## Source records
»»
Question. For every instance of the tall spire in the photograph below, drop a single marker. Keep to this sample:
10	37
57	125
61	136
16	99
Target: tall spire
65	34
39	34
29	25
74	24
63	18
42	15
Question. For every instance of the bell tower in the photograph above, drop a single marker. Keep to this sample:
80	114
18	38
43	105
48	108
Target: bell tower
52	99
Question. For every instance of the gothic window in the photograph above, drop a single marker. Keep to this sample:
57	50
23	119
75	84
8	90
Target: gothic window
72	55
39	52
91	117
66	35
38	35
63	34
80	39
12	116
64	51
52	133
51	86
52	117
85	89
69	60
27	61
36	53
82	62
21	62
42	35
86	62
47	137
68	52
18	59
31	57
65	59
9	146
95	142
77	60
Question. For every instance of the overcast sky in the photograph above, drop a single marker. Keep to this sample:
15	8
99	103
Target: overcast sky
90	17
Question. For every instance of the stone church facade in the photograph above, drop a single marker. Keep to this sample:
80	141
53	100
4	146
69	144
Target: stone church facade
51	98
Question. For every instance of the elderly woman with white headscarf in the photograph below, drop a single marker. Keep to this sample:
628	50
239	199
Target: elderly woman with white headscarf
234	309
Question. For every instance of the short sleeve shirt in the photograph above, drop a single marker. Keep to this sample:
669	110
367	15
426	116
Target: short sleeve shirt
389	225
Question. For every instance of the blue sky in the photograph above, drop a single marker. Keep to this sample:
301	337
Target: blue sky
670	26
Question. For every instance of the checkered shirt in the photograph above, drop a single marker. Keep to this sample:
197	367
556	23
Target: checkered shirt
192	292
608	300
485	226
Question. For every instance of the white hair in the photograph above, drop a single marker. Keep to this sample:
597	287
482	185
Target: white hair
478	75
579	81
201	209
««
Locate the line that contains "Question. For every instance of the overcast", then please quote it and every line after it to the end of the entries above, exactly and with nothing else.

## Exercise answer
Question. For every instance of the overcast sky in the photograph above, drop a single marker. Keep to this sample:
15	8
99	103
Target: overcast sky
90	17
Question. For every instance of the stone church facade in the photograph above, drop a single marker. Keep to this sample:
80	141
53	100
4	146
69	144
Target: stone church facade
51	98
Question. For every instance of the elderly woman with white headscarf in the photograph below, drop a single marker. Keep to this sample:
628	50
239	199
Target: elderly woman with white headscarf
234	309
Question. For every instance of the short sleeve shirt in the photograph above, drop a single marker. Keep to this sample:
669	110
367	15
426	116
Target: short sleeve shirt
389	225
Question. For every instance of the blue sky in the photograph above, drop a single marker. Keep to this sample:
301	337
Target: blue sky
670	26
Question. For every instance of the checkered shirt in the photograph above, drop a single marker. Keep to this sample:
197	367
556	23
Target: checkered shirt
192	292
608	300
485	226
Question. For every instance of the white hair in the photograph above, drop a single marker. Keep to this sample:
597	287
482	185
Target: white hair
478	75
579	81
201	209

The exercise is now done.